The request ▸ Give the data again exactly as written, skipping any pictures.

Stored data ▸
%%

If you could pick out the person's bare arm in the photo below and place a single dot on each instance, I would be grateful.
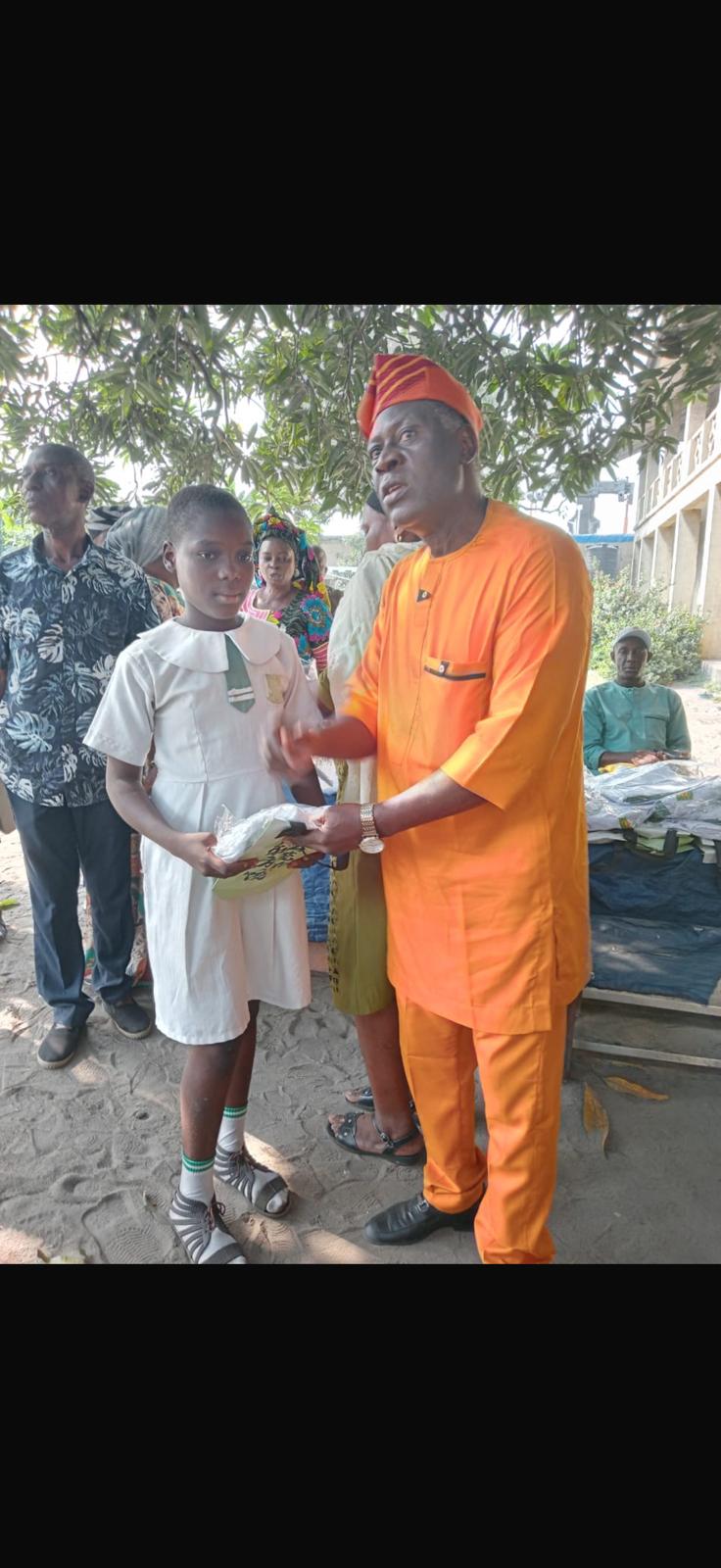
(635, 758)
(292, 752)
(133, 805)
(431, 800)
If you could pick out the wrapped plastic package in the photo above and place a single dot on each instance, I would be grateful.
(259, 838)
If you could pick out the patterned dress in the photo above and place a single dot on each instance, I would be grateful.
(308, 619)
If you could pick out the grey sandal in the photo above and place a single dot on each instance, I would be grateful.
(242, 1172)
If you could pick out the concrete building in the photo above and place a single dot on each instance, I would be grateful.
(678, 521)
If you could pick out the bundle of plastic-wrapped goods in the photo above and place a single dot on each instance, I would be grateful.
(658, 796)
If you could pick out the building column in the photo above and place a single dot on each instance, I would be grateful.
(709, 598)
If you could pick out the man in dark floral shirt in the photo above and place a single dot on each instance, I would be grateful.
(67, 611)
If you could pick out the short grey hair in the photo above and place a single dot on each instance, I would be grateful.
(451, 419)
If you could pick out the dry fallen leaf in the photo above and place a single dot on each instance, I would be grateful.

%%

Result below ▸
If you could pick out the person's bare arm in the photo below and place a single dot on each instance, I would be grateful.
(635, 758)
(292, 752)
(133, 805)
(431, 800)
If you could pick out the wrapped plastic package in the photo above and place a single dot on each instance, I would be grateful.
(259, 838)
If you could pick out the patterned dress in the photo above and place a single dot on each instance, I would be grateful.
(308, 619)
If you could pick out the grey sandal in the photo above and place a single dot on each instance, I would be grateful.
(242, 1172)
If you could pick out the concrete building in the photo above and place a single dot on each instance, I would be grateful.
(678, 521)
If you could pick out the bundle of plastic-wrapped goods in the photo above and place a single dot on each instance, I would be grateful.
(658, 796)
If you could pick out the building column in the photo above and place a single dot on each instance, I would be grateful.
(709, 598)
If you could pick out the man in dark floral shirt in the photo above and place a single dot on each instance, I would be grateful.
(67, 611)
If you could pick out the short grey hair in the photo above and place a single dot on each instance, I would be grateful.
(451, 419)
If you could pick out the dry fallen leaf in the photo above and place a single dot on each instance, I would be grateful.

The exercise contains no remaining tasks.